### Task prompt
Please answer these questions from the campus crime passage:
(a) How many criminal incidents on campuses were reported in 2014?
(b) Since what year have institutions in Title IV federal student financial aid programs been required to comply with the Clery Act?
(c) Which office sponsors the Campus Safety and Security Survey?

### Passage provided
+ + + +
In 2015, about 27,500 criminal incidents on campuses at postsecondary institutions were reported to police and security agencies, representing a 2 percent increase from 2014, when 26,900 criminal incidents were reported. The number of on-campus crimes reported per 10,000 full-time-equivalent students also increased, from 18.0 in 2014 to 18.5 in 2015.

Since 1990, postsecondary institutions participating in Title IV federal student financial aid programs have been required to comply with the Jeanne Clery Disclosure of Campus Security Policy and Campus Crime Statistics Act, known as the Clery Act. The Clery Act requires institutions to distribute timely warnings about crime occurrences to students and staff; to publicly report campus crime and safety policies; and to collect, report, and disseminate campus crime data. Since 1999, data on campus safety and security have been reported by institutions through the Campus Safety and Security Survey, sponsored by the Office of Postsecondary Education of the U.S. Department of Education. These reports include on-campus criminal offenses and arrests involving students, faculty, staff, and the general public; and referrals for disciplinary action primarily dealing with persons associated formally with the institution (i.e., students, faculty, and other staff).
+ + + +
### Data segment
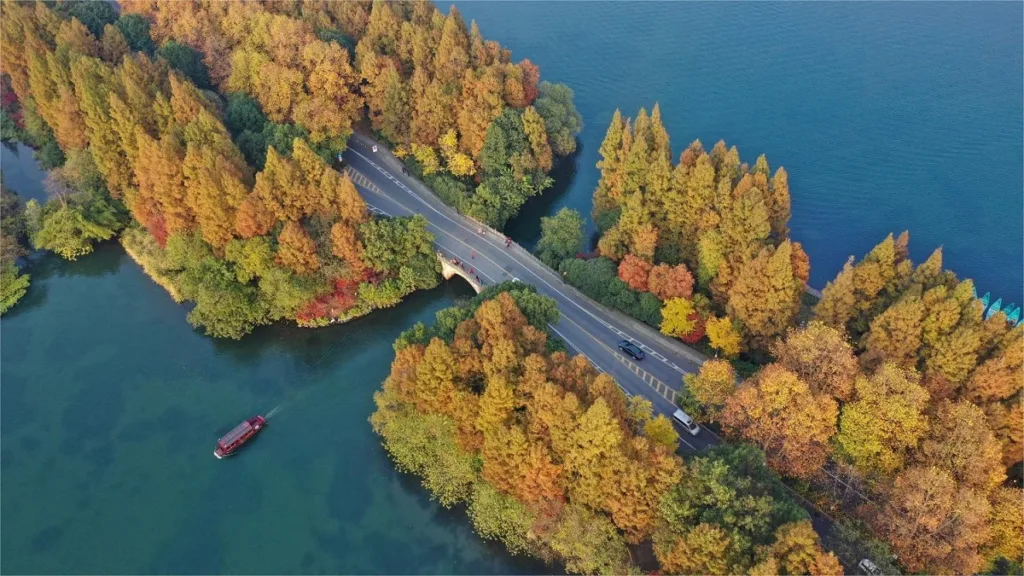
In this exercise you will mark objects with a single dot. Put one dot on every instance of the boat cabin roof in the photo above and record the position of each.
(237, 433)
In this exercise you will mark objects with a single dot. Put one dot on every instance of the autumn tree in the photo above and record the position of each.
+ + + +
### Reply
(a) 26,900
(b) 1990
(c) The Office of Postsecondary Education of the U.S. Department of Education